CONSEGNA ESERCIZIO: Stampa senza modifiche la parte del brano sul viticoltore di Breganze che va da "La vite, la" fino a "a questo lavoro?", entrambe comprese.

BRANO CITATO:
-------------------------

La vite, la terra, la relazione con la natura
Cristian, 34 anni viticoltore dei colli di Breganze in provincia di Vicenza. Attento e consapevole ai valori intrinsechi legati al lavoro della terra, ispirato dal Genius Loci, dopo aver avviato la sua attività viticola ora persegue un altro grande progetto.
Cristian, come ti sei avvicinato a questo lavoro?
Sono cresciuto tra le vigne dell’azienda di mio nonno, dove i miei genitori lavoravano nel tempo libero e immancabilmente mi portavano con loro. Ho scelto di studiare all’istituto professionale di agraria perché, forse influenzato dal mio vissuto, avevo il sogno di poter aprire un giorno la mia attività di coltivazione della vite.
Dopo la scuola ho svolto vari lavori legati all’agricoltura e al sociale; mi dedicavo molto anche all’attivismo politico per questo mi sono iscritto e laureato alla facoltà di Sociologia. Mi interessava capire come i comportamenti sociali avessero un impatto a livello politico e viceversa.

-------------------------

RECORD FORNITI:

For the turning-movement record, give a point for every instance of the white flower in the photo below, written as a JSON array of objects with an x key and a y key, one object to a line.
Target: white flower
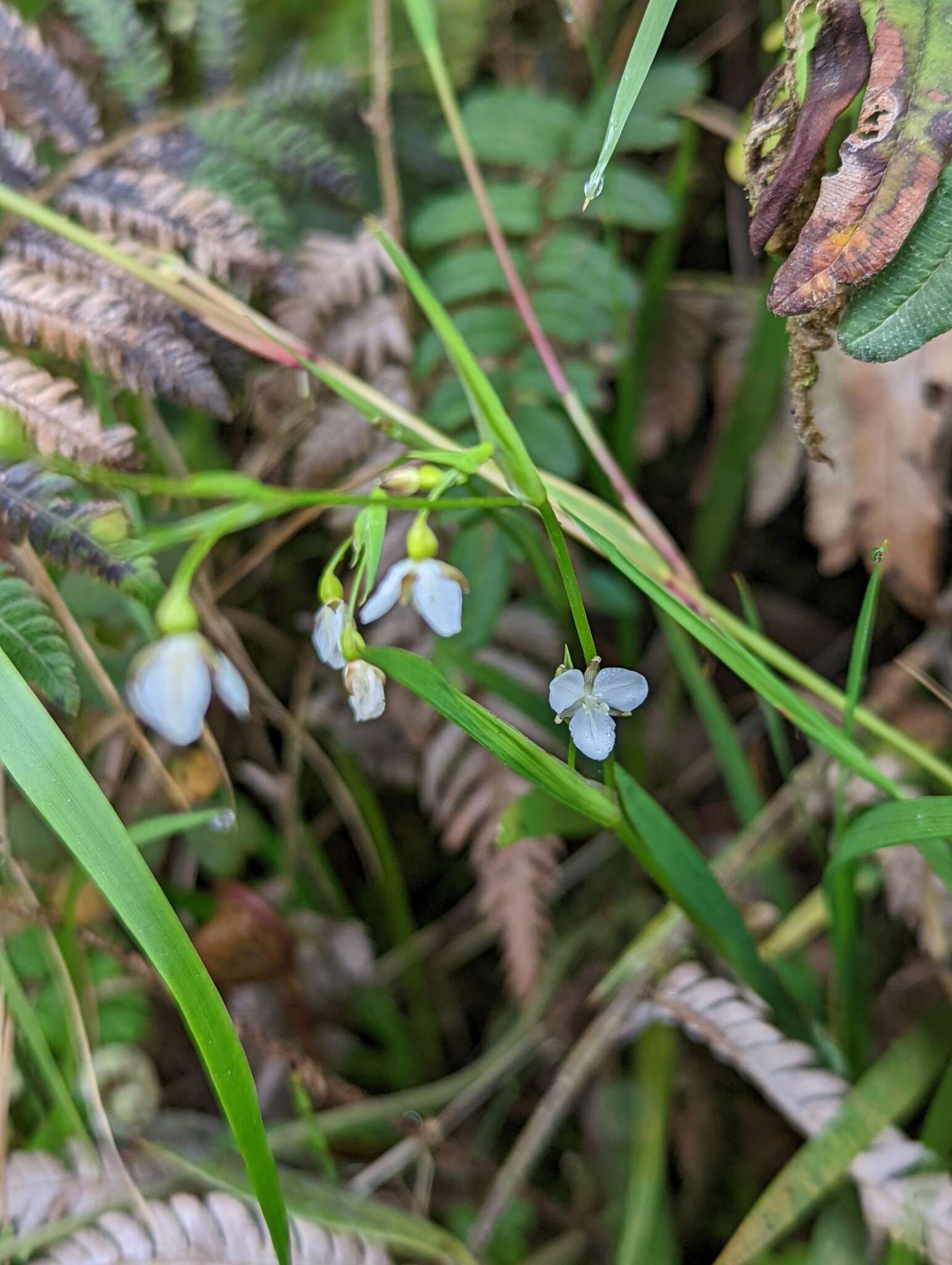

-------------------------

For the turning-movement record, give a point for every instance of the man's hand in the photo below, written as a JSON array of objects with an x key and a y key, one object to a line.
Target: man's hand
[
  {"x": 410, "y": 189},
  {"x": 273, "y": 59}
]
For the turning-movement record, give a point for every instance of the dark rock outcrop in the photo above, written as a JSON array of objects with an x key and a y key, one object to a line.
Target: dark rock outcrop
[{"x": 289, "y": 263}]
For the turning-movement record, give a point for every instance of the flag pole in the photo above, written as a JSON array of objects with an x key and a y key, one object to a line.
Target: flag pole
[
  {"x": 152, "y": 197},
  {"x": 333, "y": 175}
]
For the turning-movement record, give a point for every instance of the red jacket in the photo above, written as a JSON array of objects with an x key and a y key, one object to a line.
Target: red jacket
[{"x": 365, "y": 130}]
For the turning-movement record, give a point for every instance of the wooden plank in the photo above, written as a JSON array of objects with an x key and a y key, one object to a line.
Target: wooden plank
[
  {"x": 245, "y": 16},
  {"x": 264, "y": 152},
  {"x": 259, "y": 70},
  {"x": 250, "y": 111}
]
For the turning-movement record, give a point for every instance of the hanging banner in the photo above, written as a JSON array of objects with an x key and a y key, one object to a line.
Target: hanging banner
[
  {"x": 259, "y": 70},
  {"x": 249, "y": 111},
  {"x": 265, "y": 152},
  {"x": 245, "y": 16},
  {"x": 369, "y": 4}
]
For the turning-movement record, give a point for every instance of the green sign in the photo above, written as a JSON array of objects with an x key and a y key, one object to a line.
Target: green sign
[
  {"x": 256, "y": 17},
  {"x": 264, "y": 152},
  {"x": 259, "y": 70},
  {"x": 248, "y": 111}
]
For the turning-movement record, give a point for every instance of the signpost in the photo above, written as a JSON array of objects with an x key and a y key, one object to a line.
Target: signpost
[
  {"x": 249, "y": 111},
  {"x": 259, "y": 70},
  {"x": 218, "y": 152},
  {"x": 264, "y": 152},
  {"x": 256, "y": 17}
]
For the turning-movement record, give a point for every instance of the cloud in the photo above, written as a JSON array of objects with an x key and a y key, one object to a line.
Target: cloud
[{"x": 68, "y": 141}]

-------------------------

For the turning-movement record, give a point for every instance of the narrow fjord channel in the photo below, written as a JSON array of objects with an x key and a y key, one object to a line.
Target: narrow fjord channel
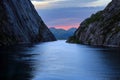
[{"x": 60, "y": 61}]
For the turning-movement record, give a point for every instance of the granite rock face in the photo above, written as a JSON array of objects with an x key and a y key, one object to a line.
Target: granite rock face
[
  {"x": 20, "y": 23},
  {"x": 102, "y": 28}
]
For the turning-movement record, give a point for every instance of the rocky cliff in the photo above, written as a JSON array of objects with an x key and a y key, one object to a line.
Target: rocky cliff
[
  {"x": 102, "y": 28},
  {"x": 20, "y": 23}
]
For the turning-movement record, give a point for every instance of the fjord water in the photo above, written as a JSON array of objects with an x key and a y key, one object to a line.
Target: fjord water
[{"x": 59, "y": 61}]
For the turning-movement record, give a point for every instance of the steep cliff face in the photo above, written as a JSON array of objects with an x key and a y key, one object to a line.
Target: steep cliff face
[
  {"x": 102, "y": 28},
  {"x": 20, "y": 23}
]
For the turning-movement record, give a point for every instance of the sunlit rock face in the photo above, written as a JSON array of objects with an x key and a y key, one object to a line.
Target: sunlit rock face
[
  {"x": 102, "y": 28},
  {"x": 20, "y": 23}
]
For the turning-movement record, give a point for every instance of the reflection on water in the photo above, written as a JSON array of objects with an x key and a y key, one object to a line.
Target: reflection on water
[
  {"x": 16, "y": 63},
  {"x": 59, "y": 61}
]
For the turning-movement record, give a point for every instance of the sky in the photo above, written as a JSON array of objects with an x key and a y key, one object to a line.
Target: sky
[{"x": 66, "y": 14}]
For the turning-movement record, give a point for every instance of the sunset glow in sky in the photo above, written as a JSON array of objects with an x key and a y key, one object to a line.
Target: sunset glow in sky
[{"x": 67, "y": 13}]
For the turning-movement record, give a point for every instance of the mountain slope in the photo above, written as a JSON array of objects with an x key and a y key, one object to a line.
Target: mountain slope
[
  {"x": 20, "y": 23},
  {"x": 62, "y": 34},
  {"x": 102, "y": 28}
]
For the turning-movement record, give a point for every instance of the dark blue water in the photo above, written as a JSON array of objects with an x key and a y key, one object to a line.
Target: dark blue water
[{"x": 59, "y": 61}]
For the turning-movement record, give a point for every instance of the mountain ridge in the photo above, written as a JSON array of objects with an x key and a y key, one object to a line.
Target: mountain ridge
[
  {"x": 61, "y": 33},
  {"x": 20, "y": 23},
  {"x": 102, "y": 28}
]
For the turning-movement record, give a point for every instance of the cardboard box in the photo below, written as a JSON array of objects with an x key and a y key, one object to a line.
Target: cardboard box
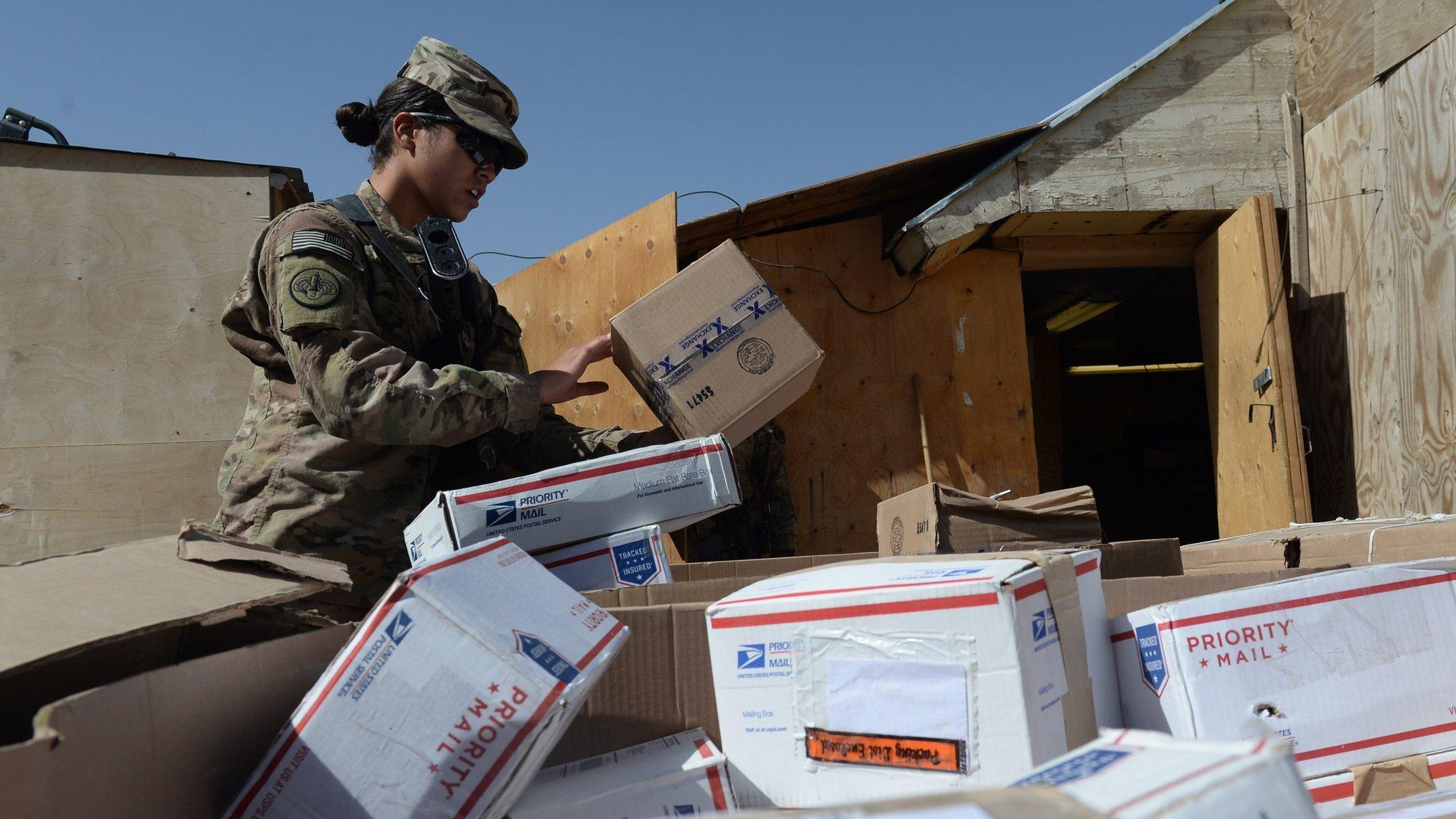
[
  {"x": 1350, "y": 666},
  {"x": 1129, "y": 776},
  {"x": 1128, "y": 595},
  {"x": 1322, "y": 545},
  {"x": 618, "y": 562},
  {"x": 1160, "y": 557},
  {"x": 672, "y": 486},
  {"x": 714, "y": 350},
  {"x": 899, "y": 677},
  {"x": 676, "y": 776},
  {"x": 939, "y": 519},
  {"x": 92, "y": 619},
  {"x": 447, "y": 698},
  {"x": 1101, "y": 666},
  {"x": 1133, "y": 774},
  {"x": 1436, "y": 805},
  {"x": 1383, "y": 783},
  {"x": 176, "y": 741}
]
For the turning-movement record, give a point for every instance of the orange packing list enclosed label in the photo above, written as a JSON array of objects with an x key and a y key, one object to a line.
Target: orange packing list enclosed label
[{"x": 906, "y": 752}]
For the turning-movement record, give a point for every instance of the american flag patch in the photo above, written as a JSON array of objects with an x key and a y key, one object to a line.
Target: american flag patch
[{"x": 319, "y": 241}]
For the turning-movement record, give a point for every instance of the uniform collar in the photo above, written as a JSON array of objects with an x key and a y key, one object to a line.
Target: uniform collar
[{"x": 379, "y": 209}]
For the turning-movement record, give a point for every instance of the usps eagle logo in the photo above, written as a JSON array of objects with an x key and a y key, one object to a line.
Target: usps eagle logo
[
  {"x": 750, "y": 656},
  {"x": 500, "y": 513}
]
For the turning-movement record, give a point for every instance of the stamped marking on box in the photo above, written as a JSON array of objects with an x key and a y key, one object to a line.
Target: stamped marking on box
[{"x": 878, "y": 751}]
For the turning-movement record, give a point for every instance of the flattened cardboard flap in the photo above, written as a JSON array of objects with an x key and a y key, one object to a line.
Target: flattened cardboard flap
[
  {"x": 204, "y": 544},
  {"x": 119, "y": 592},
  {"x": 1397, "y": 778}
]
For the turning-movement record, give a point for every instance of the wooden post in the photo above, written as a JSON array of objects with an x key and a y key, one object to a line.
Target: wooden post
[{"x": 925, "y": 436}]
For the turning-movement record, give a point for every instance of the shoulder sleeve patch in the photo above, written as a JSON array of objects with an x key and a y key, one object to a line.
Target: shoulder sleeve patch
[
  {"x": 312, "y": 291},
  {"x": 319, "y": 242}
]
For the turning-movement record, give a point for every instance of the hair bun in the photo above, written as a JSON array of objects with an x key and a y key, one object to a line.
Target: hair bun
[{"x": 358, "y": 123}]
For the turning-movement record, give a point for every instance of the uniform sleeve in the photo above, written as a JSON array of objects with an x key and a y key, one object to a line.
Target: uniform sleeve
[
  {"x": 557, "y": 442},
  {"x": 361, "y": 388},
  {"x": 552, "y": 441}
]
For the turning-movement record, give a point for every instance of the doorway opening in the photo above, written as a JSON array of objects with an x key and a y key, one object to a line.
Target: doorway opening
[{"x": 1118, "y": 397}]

-------------------------

RISPOSTA ALLA CONSEGNA:
La vite, la terra, la relazione con la natura
Cristian, 34 anni viticoltore dei colli di Breganze in provincia di Vicenza. Attento e consapevole ai valori intrinsechi legati al lavoro della terra, ispirato dal Genius Loci, dopo aver avviato la sua attività viticola ora persegue un altro grande progetto.
Cristian, come ti sei avvicinato a questo lavoro?